- What to produce -
Only the lines from the line holding "the hot sauce" through the final line of the entries below are to be returned, exactly as they stand.

--- Begin Data shown ---

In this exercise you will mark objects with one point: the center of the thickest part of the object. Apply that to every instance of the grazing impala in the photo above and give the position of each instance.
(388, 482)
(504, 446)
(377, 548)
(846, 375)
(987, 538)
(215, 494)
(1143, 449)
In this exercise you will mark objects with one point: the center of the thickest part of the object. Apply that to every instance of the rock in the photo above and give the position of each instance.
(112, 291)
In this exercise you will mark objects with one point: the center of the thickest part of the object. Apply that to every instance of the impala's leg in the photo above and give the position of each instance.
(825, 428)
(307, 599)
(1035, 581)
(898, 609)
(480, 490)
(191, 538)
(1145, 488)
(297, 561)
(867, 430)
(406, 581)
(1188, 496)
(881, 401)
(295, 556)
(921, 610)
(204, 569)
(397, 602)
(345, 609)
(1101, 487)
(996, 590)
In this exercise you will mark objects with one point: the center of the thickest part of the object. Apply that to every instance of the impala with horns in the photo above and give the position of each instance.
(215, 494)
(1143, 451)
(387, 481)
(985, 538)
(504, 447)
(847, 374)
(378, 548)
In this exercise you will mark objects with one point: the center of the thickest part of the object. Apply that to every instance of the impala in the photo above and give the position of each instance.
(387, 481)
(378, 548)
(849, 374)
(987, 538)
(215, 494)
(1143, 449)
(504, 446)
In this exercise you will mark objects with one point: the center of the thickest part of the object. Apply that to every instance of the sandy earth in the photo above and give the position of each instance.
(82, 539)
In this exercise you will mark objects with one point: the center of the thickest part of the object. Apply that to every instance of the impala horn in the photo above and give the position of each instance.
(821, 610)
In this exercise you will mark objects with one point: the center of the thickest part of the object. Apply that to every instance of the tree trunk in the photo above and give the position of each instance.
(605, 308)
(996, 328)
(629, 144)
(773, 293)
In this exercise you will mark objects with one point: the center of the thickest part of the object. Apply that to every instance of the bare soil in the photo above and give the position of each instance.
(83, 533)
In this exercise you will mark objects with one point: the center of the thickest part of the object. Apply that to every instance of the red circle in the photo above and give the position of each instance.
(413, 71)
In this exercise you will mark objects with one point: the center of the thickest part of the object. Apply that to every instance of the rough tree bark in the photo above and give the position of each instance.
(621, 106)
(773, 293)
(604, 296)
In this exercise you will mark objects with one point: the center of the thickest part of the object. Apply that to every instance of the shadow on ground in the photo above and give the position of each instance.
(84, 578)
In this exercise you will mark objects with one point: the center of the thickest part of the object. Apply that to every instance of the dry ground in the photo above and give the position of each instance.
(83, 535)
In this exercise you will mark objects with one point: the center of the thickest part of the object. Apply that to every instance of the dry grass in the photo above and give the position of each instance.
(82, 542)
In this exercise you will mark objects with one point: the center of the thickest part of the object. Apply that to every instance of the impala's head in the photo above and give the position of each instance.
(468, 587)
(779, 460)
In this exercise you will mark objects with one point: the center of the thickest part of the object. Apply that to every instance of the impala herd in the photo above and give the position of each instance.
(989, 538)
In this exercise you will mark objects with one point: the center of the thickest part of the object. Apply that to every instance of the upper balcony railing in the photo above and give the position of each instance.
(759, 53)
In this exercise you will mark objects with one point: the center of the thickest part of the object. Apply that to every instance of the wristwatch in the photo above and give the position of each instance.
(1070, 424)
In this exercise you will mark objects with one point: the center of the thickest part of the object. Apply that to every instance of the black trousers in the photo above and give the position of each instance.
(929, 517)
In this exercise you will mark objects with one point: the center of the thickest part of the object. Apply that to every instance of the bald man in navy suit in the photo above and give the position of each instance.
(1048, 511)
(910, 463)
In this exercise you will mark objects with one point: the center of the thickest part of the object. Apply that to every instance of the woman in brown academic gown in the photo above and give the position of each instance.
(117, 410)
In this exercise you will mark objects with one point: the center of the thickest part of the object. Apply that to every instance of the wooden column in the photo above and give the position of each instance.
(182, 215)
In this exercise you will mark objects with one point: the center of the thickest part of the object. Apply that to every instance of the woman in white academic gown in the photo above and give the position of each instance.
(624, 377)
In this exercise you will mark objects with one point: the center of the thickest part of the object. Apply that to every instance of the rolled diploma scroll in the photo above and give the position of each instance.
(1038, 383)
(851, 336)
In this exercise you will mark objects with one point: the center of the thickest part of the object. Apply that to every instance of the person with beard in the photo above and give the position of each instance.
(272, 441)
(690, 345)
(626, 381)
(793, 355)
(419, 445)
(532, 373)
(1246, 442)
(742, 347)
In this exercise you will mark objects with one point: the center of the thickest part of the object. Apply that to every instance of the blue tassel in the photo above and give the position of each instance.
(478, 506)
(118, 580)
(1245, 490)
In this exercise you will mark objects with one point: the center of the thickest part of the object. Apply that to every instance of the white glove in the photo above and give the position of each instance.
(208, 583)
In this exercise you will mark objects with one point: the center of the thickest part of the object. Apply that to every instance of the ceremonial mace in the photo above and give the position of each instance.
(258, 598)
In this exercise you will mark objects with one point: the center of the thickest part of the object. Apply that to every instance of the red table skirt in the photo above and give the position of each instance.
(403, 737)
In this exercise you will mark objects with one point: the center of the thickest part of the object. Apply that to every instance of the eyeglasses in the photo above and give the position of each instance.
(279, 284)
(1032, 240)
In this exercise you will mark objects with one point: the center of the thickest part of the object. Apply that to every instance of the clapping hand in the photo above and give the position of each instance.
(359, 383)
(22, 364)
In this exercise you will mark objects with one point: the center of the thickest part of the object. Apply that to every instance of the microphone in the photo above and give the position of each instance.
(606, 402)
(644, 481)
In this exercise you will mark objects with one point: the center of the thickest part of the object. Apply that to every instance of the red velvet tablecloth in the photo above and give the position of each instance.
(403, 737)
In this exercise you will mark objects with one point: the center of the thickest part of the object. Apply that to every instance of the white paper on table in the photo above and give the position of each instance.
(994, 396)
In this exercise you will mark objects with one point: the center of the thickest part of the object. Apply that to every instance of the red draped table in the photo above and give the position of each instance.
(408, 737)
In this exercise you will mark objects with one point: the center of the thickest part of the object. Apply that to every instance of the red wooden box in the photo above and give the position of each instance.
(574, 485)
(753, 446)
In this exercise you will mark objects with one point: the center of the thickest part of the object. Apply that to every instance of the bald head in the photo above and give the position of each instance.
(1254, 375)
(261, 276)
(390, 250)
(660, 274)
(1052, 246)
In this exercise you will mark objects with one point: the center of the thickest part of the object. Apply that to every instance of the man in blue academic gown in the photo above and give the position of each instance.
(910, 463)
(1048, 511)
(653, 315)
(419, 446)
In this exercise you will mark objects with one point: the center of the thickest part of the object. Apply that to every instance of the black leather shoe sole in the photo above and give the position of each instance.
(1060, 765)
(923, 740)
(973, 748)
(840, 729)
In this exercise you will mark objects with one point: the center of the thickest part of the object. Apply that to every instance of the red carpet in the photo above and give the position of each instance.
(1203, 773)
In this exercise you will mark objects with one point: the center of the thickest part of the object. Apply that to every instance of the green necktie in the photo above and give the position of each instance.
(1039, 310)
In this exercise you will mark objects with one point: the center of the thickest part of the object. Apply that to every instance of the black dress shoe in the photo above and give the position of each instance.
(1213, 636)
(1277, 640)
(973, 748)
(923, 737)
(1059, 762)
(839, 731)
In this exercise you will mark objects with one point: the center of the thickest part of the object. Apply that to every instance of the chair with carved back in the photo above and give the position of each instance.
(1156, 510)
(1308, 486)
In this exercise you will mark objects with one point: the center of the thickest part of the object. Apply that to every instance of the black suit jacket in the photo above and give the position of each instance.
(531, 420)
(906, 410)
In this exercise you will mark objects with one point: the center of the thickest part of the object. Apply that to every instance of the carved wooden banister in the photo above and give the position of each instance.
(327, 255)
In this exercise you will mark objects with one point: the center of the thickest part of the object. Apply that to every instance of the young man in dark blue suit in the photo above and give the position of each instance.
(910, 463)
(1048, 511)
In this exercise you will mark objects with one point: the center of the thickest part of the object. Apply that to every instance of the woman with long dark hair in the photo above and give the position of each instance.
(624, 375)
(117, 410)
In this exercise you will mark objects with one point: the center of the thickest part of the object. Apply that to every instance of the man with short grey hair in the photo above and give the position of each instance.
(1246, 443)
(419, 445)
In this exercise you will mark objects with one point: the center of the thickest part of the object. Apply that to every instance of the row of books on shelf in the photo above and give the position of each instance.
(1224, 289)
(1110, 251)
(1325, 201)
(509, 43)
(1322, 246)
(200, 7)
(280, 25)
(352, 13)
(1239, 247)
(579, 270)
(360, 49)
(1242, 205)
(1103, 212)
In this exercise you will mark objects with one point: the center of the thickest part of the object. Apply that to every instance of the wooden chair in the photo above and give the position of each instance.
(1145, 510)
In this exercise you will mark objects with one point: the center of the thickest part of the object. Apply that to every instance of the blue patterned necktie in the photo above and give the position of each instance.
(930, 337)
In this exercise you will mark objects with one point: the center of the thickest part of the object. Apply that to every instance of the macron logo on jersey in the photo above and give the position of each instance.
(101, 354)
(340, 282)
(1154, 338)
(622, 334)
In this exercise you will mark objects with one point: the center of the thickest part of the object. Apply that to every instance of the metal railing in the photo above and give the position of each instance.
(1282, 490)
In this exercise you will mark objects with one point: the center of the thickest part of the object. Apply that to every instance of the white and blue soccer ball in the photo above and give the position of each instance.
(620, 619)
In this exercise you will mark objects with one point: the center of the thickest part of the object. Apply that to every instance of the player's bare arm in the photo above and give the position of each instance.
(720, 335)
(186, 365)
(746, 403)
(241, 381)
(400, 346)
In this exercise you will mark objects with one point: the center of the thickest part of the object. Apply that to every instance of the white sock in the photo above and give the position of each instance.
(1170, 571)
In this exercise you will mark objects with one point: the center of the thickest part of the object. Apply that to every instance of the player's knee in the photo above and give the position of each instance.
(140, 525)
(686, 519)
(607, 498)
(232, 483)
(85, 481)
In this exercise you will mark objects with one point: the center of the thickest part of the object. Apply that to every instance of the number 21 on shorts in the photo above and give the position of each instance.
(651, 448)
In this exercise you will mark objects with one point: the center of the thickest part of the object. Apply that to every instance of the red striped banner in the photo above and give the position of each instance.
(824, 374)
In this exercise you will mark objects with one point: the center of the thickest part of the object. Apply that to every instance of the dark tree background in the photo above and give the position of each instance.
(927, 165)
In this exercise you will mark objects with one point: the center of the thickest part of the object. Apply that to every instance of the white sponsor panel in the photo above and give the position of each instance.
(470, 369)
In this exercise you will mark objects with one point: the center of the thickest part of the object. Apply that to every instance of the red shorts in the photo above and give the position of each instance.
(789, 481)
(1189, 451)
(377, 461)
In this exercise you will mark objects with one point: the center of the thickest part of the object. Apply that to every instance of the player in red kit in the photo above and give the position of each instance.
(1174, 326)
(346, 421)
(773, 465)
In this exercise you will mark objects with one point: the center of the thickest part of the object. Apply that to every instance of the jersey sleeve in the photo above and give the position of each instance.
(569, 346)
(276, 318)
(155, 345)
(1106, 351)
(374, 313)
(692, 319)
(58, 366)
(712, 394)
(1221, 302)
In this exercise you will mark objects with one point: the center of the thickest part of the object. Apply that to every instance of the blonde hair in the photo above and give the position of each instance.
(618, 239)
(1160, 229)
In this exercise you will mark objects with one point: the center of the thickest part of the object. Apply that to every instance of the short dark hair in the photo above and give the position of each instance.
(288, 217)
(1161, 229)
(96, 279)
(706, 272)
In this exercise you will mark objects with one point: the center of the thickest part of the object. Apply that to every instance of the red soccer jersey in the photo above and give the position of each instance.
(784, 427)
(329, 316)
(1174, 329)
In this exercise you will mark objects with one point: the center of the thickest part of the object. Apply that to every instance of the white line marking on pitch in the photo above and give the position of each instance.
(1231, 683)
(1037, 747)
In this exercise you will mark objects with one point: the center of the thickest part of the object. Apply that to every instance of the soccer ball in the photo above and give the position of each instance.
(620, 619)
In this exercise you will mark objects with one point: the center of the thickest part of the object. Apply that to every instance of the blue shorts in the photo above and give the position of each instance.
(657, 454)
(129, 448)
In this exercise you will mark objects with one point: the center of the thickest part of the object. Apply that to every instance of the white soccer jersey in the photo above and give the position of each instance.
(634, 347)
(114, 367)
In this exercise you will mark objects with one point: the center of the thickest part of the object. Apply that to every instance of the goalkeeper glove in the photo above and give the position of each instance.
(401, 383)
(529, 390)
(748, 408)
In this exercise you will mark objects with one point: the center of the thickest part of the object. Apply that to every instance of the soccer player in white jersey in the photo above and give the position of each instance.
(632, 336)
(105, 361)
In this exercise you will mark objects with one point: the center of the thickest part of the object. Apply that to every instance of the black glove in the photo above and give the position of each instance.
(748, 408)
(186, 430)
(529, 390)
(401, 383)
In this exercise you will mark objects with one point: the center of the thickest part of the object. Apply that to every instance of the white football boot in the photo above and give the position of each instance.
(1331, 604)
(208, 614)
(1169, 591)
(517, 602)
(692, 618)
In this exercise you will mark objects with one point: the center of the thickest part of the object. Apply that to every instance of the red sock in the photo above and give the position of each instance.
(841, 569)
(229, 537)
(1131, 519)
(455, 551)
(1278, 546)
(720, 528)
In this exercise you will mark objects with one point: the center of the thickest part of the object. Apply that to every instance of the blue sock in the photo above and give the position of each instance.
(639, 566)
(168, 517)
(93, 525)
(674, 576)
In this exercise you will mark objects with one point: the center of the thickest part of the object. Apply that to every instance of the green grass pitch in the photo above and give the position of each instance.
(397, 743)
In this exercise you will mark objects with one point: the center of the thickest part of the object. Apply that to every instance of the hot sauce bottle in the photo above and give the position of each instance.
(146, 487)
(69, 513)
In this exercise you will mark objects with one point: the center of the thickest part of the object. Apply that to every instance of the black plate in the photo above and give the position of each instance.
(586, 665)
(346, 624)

--- End Data shown ---

- Written response -
In this exercise you will mark objects with one point: the center of the thickest part of the object. Apply that to every instance of the hot sauce bottle in the photo above and give the position of each instance.
(146, 487)
(69, 513)
In this exercise you will mark objects with one point: the center of the thickest part of the object. Apply that to every instance of the black plate in the photo above and give the position of each instance.
(586, 665)
(346, 624)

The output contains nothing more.